Segment Start: Records to use

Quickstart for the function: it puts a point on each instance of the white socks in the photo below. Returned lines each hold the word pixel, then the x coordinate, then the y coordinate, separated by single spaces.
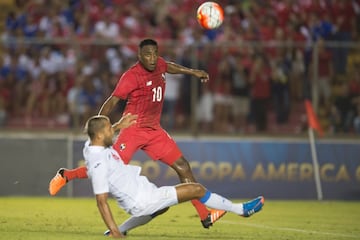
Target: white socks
pixel 216 201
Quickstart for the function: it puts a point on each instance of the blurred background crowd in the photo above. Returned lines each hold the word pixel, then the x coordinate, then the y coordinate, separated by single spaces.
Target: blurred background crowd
pixel 61 59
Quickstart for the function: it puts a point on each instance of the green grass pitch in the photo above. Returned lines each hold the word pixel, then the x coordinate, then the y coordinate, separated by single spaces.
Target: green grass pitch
pixel 78 218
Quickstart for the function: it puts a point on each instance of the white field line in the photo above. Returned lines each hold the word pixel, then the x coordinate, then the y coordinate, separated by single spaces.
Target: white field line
pixel 291 229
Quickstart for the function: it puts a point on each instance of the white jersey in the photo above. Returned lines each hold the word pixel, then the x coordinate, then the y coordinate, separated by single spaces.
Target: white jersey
pixel 132 191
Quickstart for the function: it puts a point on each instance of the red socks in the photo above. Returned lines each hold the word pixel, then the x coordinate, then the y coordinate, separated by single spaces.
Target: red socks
pixel 200 208
pixel 80 172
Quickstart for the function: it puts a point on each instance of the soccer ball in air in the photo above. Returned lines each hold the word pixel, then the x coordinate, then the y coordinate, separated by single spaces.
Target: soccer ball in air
pixel 210 15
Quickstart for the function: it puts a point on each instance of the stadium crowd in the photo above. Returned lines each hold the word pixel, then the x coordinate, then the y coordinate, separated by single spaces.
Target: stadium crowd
pixel 61 59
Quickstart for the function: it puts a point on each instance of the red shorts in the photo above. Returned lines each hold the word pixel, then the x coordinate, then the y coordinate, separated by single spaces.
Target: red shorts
pixel 156 143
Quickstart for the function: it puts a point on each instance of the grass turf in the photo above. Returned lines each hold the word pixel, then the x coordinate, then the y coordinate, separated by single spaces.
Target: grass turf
pixel 69 218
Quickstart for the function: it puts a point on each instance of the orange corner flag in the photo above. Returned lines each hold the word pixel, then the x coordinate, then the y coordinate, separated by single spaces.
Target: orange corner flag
pixel 312 118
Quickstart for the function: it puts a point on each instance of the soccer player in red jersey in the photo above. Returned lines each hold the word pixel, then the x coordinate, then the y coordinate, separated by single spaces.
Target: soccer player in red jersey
pixel 143 86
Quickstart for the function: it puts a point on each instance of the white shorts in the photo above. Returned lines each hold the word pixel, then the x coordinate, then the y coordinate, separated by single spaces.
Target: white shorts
pixel 152 201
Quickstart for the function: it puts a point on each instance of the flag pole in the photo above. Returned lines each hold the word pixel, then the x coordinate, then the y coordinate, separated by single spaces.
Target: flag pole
pixel 315 164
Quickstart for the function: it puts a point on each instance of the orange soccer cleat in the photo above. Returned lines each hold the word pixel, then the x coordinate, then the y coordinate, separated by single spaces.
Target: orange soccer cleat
pixel 212 217
pixel 57 182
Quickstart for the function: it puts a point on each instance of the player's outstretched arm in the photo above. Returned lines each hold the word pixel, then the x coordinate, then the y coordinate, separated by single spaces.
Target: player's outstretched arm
pixel 174 68
pixel 125 121
pixel 108 105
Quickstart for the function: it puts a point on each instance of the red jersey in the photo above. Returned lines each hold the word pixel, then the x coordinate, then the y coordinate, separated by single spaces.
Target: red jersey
pixel 144 92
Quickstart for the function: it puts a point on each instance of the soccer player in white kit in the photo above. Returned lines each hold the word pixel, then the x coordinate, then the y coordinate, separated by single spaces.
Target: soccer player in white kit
pixel 140 198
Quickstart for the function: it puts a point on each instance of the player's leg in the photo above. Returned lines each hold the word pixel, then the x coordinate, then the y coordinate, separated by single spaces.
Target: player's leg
pixel 63 176
pixel 133 222
pixel 186 192
pixel 164 148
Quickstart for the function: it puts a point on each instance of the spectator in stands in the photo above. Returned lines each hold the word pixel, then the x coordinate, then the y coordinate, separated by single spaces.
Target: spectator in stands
pixel 4 102
pixel 325 72
pixel 260 91
pixel 281 67
pixel 345 28
pixel 106 28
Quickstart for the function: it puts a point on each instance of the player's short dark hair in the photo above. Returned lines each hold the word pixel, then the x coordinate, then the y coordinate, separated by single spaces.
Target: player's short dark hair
pixel 95 124
pixel 147 42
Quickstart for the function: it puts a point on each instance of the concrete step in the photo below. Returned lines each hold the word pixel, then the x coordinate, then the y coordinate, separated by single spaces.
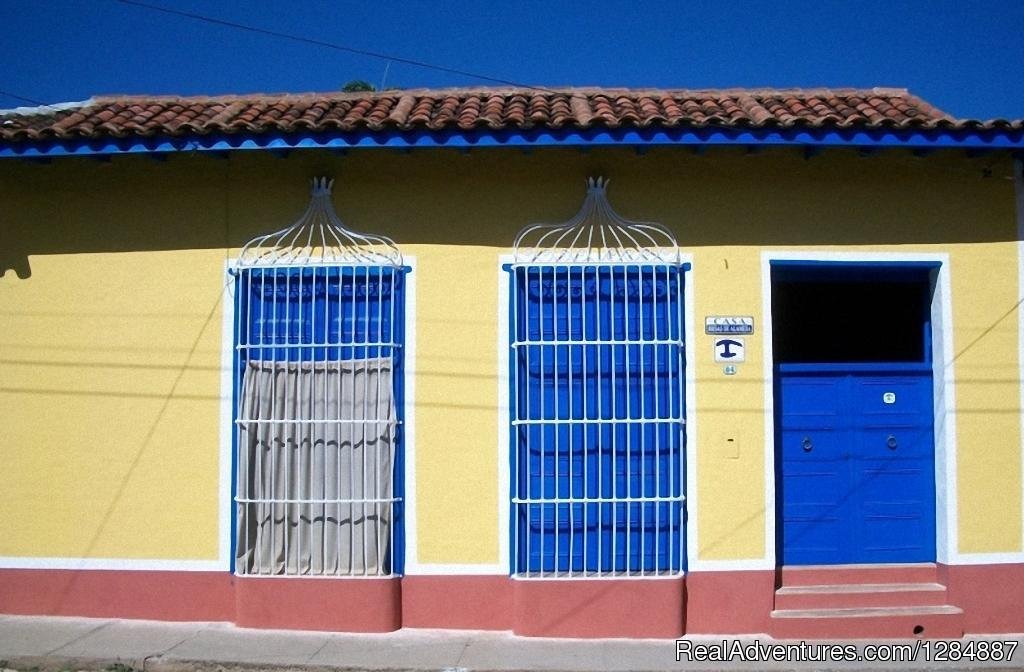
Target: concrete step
pixel 817 575
pixel 931 622
pixel 860 595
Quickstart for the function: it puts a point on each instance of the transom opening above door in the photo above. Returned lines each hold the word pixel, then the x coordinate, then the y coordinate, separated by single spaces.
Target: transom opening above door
pixel 851 312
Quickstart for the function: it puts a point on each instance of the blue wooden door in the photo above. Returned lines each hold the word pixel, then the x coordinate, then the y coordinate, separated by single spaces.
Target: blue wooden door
pixel 856 463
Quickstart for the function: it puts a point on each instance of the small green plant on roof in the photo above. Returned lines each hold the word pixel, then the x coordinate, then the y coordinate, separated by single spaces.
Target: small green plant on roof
pixel 119 667
pixel 355 85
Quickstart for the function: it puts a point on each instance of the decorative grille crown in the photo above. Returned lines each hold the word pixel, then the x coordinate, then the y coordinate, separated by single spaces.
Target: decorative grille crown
pixel 596 234
pixel 320 238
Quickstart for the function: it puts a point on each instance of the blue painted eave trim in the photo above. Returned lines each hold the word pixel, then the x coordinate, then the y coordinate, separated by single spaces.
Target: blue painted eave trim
pixel 971 139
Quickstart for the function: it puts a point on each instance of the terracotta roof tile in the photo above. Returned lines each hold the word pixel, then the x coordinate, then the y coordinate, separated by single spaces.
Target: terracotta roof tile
pixel 473 109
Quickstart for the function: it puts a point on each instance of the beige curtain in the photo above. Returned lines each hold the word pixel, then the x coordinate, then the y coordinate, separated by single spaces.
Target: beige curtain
pixel 315 456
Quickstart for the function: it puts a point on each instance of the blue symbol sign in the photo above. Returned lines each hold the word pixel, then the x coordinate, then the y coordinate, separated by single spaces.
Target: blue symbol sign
pixel 731 350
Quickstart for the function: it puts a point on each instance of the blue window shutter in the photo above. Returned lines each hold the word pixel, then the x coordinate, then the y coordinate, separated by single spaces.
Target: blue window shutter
pixel 598 408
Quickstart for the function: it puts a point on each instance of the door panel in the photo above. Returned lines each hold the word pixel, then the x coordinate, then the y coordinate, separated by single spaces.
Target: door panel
pixel 855 454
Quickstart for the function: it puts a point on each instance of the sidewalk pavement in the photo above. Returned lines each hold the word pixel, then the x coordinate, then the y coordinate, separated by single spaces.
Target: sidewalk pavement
pixel 73 643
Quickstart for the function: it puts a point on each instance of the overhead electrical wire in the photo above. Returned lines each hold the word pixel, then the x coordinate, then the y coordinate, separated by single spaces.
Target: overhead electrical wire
pixel 328 45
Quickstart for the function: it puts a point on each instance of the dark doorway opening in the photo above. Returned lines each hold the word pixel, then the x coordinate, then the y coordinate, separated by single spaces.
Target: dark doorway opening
pixel 851 312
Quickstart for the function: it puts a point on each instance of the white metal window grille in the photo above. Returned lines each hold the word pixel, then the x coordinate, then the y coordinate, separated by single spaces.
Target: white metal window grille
pixel 318 338
pixel 597 416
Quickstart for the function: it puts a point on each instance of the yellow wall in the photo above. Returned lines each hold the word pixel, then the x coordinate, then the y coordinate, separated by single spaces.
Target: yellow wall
pixel 111 346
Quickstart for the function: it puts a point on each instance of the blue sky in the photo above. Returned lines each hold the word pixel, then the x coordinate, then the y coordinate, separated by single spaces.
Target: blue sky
pixel 966 57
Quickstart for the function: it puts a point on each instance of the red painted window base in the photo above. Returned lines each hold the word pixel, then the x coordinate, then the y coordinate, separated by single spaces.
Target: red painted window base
pixel 704 602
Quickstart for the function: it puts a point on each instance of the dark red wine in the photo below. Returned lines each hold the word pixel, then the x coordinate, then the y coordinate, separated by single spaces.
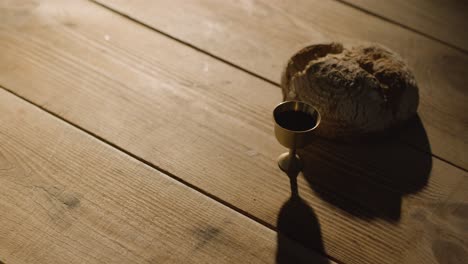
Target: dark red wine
pixel 295 120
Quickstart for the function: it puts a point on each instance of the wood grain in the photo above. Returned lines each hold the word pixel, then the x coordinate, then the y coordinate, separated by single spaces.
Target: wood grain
pixel 261 35
pixel 210 125
pixel 444 20
pixel 66 197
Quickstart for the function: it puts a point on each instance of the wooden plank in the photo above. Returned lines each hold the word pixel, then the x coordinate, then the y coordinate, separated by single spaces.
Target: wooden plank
pixel 210 125
pixel 67 198
pixel 261 35
pixel 444 20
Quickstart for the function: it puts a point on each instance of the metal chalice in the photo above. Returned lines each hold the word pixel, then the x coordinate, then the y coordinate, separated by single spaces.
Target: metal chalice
pixel 295 122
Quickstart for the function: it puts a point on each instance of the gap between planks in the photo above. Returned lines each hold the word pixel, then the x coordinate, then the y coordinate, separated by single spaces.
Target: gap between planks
pixel 391 21
pixel 153 166
pixel 152 28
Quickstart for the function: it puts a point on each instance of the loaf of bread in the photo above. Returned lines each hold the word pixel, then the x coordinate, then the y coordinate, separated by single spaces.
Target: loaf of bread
pixel 358 90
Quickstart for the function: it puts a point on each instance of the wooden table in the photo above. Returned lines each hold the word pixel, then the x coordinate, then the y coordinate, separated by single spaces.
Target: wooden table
pixel 141 132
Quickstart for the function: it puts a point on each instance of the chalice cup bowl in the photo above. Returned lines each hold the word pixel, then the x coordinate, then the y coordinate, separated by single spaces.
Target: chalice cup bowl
pixel 295 122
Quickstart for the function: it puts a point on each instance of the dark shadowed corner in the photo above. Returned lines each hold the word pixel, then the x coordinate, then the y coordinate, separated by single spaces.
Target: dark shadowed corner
pixel 368 179
pixel 298 224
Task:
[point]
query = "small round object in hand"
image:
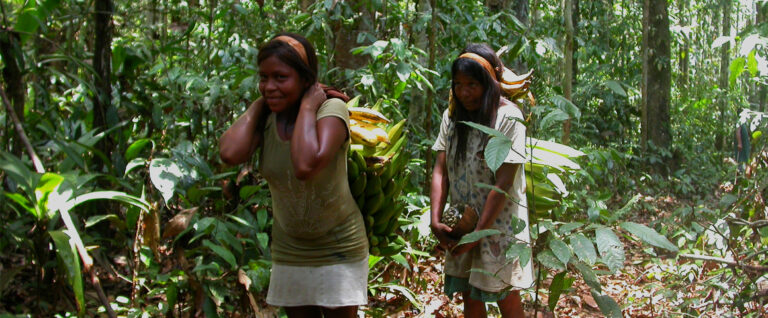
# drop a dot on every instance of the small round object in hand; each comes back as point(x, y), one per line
point(461, 218)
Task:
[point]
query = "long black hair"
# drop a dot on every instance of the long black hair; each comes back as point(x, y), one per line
point(288, 55)
point(491, 95)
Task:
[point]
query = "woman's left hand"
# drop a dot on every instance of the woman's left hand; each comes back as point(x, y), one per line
point(463, 248)
point(313, 98)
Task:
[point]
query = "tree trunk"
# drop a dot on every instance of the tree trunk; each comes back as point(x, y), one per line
point(656, 75)
point(762, 18)
point(345, 38)
point(725, 62)
point(104, 115)
point(430, 94)
point(13, 59)
point(567, 64)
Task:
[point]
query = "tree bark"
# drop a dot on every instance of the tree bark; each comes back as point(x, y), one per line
point(13, 59)
point(683, 54)
point(102, 66)
point(656, 75)
point(725, 62)
point(567, 82)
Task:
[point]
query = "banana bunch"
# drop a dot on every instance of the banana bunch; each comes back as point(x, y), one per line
point(377, 175)
point(545, 163)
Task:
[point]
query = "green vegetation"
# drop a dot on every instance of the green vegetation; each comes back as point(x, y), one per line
point(115, 203)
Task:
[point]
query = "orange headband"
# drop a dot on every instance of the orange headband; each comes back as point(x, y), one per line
point(482, 61)
point(296, 46)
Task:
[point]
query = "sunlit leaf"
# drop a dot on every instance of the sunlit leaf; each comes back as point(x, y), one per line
point(649, 235)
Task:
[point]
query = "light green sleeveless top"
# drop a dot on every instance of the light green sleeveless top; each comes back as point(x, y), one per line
point(316, 221)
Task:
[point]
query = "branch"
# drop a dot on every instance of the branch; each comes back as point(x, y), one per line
point(20, 131)
point(754, 268)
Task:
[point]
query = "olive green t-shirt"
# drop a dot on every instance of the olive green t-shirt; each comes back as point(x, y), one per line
point(316, 221)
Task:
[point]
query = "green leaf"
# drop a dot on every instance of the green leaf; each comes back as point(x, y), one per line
point(616, 87)
point(554, 116)
point(222, 252)
point(607, 305)
point(549, 260)
point(403, 71)
point(519, 251)
point(136, 147)
point(566, 106)
point(496, 151)
point(70, 259)
point(752, 63)
point(584, 248)
point(610, 248)
point(559, 284)
point(736, 68)
point(561, 250)
point(649, 235)
point(589, 276)
point(477, 235)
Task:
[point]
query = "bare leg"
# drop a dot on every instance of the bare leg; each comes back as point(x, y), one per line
point(512, 305)
point(473, 308)
point(341, 312)
point(304, 312)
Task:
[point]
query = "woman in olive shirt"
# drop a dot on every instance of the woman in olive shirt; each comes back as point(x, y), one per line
point(319, 247)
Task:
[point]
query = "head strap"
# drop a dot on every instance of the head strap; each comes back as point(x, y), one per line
point(481, 60)
point(296, 45)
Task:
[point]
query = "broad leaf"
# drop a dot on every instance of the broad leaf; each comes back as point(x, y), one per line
point(561, 250)
point(519, 251)
point(589, 276)
point(222, 252)
point(70, 259)
point(610, 248)
point(584, 248)
point(549, 260)
point(649, 235)
point(560, 283)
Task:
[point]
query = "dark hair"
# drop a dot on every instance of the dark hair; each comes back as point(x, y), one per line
point(491, 94)
point(288, 55)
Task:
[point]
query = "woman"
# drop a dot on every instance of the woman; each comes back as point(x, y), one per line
point(319, 248)
point(460, 164)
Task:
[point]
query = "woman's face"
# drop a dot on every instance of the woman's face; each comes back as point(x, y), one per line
point(279, 84)
point(468, 90)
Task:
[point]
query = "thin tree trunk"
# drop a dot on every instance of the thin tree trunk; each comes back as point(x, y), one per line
point(724, 74)
point(656, 76)
point(102, 65)
point(684, 52)
point(567, 82)
point(13, 59)
point(430, 93)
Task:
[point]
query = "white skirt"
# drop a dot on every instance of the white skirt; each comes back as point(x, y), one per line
point(331, 286)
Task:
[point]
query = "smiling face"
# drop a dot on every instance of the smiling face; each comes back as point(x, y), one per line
point(280, 85)
point(468, 91)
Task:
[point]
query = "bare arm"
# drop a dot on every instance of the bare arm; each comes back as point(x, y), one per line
point(236, 145)
point(315, 142)
point(438, 195)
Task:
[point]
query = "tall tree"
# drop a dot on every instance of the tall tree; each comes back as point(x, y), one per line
point(102, 66)
point(725, 61)
point(656, 74)
point(684, 51)
point(568, 63)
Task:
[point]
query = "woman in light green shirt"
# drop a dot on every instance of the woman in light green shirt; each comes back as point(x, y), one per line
point(319, 248)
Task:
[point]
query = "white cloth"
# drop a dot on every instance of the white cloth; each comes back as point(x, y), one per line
point(336, 285)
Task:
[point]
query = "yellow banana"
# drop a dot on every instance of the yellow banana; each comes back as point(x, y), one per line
point(367, 114)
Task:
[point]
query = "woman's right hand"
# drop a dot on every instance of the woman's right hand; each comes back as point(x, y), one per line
point(441, 232)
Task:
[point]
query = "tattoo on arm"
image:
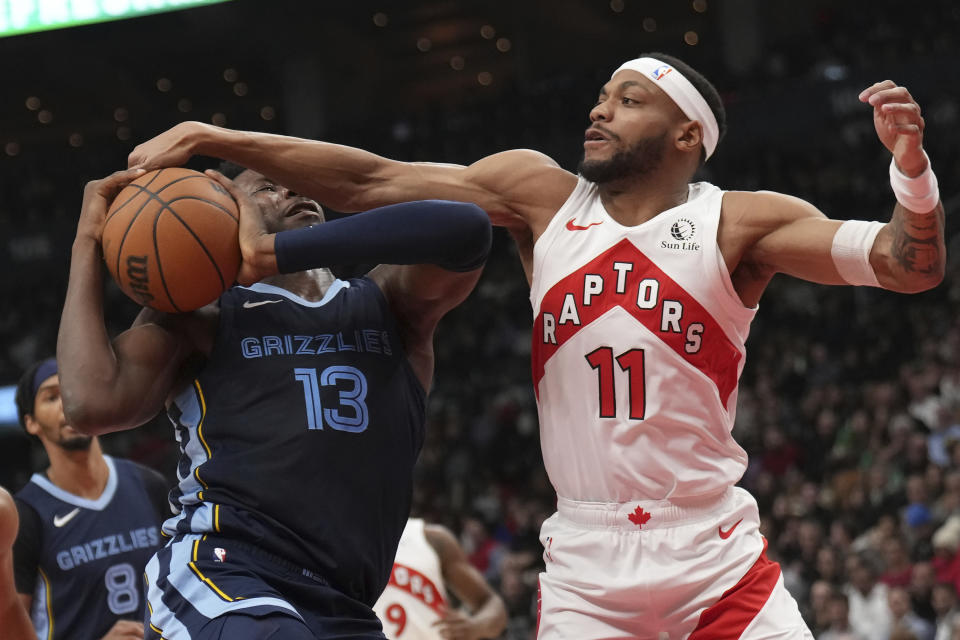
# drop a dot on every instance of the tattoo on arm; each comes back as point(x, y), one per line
point(918, 241)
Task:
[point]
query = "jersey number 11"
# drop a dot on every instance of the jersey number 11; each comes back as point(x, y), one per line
point(630, 362)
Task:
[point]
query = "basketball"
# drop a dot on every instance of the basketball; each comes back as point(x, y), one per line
point(170, 240)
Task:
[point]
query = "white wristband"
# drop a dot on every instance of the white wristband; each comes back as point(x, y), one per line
point(851, 251)
point(920, 194)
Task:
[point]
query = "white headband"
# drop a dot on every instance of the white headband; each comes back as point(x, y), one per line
point(682, 92)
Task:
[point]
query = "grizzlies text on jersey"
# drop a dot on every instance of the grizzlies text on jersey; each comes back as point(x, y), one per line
point(300, 433)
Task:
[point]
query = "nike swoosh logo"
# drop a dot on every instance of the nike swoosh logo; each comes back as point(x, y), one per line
point(576, 227)
point(59, 521)
point(251, 305)
point(726, 534)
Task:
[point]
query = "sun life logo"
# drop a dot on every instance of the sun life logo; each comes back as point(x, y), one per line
point(661, 71)
point(683, 229)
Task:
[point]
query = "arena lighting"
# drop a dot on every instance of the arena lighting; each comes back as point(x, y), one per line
point(25, 16)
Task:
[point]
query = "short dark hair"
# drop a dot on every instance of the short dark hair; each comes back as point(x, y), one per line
point(25, 397)
point(230, 169)
point(704, 86)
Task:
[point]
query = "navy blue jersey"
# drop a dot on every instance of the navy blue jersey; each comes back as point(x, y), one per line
point(301, 431)
point(83, 559)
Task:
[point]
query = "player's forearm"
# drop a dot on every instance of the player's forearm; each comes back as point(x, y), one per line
point(915, 254)
point(85, 359)
point(338, 176)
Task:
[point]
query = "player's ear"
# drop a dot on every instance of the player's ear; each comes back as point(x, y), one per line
point(32, 426)
point(690, 136)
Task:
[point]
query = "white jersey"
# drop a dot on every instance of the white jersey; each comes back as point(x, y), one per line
point(638, 346)
point(415, 597)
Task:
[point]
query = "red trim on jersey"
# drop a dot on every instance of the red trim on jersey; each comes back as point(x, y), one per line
point(536, 633)
point(411, 581)
point(739, 605)
point(717, 358)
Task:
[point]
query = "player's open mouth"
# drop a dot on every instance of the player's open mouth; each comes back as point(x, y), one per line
point(594, 138)
point(307, 206)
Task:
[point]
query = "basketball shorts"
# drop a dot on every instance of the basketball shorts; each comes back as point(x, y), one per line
point(203, 587)
point(658, 570)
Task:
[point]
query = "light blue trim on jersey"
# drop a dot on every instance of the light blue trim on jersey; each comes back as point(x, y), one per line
point(199, 595)
point(39, 609)
point(269, 289)
point(160, 616)
point(95, 505)
point(191, 414)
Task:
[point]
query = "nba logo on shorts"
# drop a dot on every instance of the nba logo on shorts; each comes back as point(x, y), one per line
point(661, 71)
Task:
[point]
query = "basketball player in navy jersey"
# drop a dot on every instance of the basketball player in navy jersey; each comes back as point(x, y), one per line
point(643, 286)
point(298, 400)
point(88, 525)
point(13, 617)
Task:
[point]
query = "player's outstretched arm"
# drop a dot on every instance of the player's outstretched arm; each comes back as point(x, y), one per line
point(907, 254)
point(14, 620)
point(108, 386)
point(488, 616)
point(516, 188)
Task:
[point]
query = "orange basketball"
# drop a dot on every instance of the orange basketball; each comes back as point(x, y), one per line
point(170, 240)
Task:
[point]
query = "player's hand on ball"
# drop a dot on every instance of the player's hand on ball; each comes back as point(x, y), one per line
point(899, 124)
point(97, 196)
point(256, 243)
point(125, 630)
point(171, 148)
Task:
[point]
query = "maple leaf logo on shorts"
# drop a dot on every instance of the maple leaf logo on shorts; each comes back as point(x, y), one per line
point(639, 517)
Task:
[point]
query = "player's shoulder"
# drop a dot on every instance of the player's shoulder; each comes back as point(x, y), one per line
point(440, 538)
point(765, 209)
point(9, 520)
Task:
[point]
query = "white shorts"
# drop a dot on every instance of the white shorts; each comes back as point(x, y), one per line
point(655, 570)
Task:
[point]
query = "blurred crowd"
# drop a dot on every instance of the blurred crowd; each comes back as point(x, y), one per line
point(849, 404)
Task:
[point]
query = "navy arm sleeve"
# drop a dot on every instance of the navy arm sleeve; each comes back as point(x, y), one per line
point(452, 235)
point(26, 549)
point(157, 489)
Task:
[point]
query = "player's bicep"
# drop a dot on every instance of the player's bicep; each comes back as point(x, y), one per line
point(796, 239)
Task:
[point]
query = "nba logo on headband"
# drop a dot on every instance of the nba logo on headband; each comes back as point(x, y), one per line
point(659, 72)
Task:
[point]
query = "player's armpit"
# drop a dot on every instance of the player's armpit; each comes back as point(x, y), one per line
point(782, 234)
point(419, 295)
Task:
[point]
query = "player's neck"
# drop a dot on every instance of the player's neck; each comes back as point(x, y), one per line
point(83, 473)
point(310, 285)
point(634, 202)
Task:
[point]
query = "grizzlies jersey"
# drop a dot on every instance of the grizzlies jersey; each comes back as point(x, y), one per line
point(83, 559)
point(300, 433)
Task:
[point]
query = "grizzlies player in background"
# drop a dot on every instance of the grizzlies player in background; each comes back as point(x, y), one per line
point(298, 401)
point(88, 525)
point(642, 286)
point(416, 603)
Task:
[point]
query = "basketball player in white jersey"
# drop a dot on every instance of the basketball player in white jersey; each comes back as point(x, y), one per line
point(416, 605)
point(643, 287)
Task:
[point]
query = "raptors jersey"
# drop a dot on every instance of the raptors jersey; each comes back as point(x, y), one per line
point(415, 597)
point(638, 345)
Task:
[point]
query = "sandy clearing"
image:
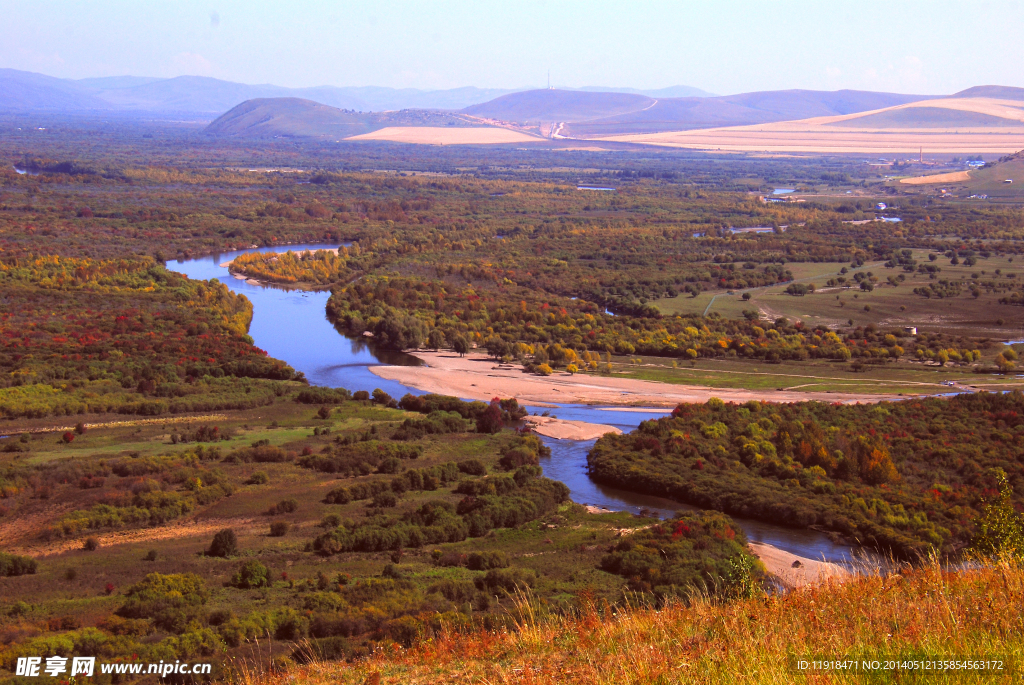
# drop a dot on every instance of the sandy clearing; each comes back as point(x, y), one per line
point(951, 177)
point(476, 377)
point(451, 135)
point(780, 564)
point(564, 429)
point(792, 570)
point(185, 528)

Segment End: Records to use

Locate "# drop a dot on every instance of the sandy" in the data above. Then repeat, exactly, its line and each line after it through the last, adding nothing.

Written reply:
# drop a dot on every instance of the sandy clearing; each comes back as point(x, y), one per line
point(951, 177)
point(476, 377)
point(451, 135)
point(780, 564)
point(564, 429)
point(792, 570)
point(185, 528)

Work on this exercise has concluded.